_Aim of the exercise:_
Pick out every line of the data below that contains the string "microphone", counting only matches with the same capitalization.

_Items:_

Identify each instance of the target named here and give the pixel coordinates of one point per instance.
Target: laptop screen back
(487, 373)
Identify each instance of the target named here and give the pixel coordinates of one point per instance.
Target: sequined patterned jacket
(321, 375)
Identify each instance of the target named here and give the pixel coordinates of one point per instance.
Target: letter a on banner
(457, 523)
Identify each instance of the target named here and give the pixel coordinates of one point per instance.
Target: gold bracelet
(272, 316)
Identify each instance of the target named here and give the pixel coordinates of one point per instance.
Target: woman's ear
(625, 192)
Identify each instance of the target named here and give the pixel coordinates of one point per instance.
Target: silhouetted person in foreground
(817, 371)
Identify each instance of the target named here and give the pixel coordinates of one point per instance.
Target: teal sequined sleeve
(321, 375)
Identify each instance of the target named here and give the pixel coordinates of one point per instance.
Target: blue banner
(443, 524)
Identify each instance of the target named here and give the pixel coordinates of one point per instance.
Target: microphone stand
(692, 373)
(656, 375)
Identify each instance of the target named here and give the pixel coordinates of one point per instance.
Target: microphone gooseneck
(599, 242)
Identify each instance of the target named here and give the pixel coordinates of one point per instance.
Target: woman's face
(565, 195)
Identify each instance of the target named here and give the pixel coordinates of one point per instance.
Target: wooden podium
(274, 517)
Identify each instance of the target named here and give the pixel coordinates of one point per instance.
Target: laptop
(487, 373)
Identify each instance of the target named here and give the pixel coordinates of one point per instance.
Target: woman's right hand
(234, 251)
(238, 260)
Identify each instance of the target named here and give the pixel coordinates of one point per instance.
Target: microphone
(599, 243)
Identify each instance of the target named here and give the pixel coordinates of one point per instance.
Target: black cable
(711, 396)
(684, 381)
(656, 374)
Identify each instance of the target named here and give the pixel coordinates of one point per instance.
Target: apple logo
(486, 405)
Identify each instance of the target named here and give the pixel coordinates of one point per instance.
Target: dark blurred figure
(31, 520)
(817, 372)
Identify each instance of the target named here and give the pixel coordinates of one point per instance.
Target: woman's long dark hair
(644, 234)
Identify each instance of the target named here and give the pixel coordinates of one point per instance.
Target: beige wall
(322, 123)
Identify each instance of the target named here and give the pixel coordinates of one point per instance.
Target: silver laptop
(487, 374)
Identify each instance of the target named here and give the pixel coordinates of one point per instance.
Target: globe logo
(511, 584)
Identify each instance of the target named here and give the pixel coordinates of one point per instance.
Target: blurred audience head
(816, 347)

==

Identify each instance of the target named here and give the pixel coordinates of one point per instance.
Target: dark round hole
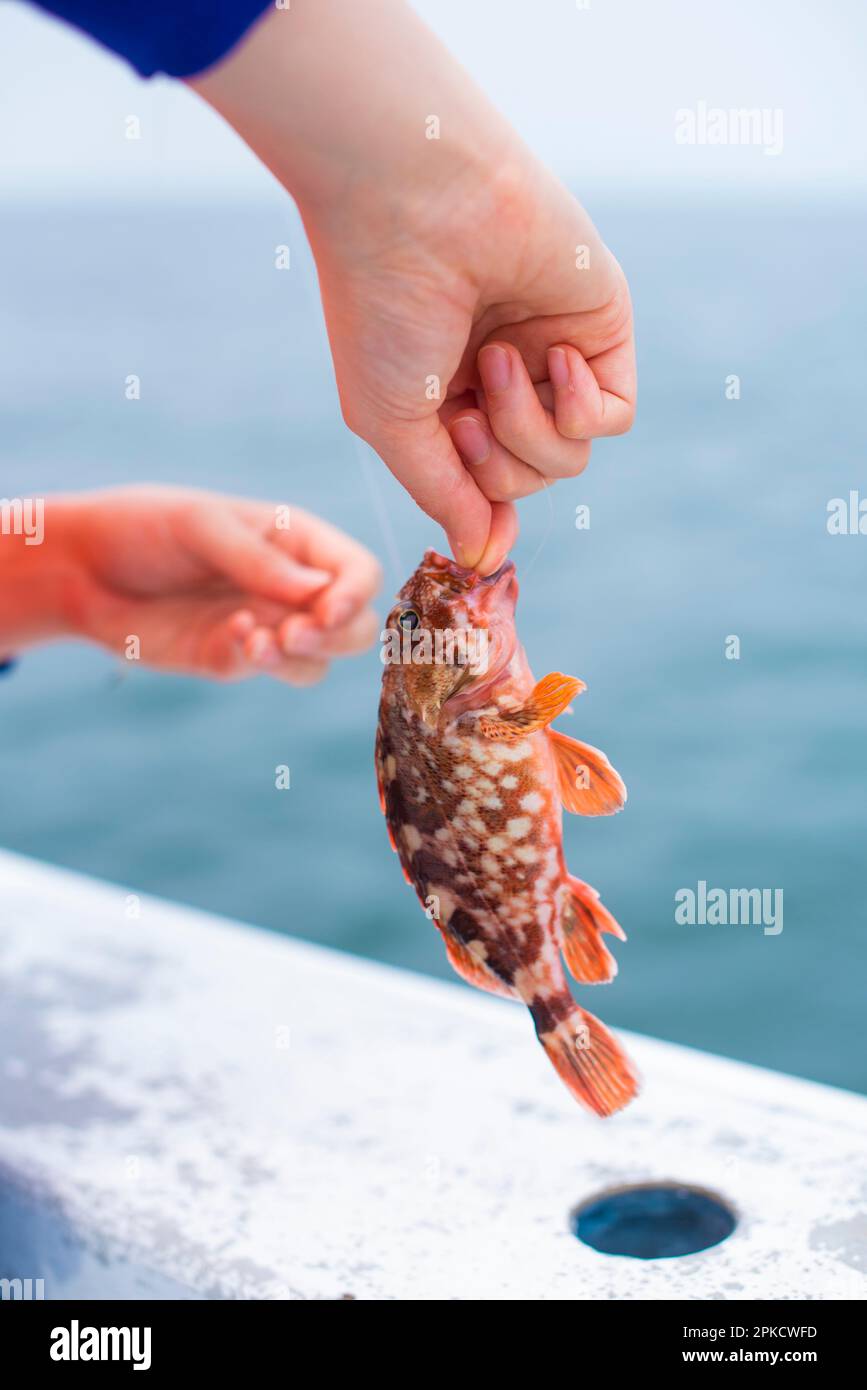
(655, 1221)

_Output:_
Target: microphone stand
Target: microphone gooseneck
Target: microphone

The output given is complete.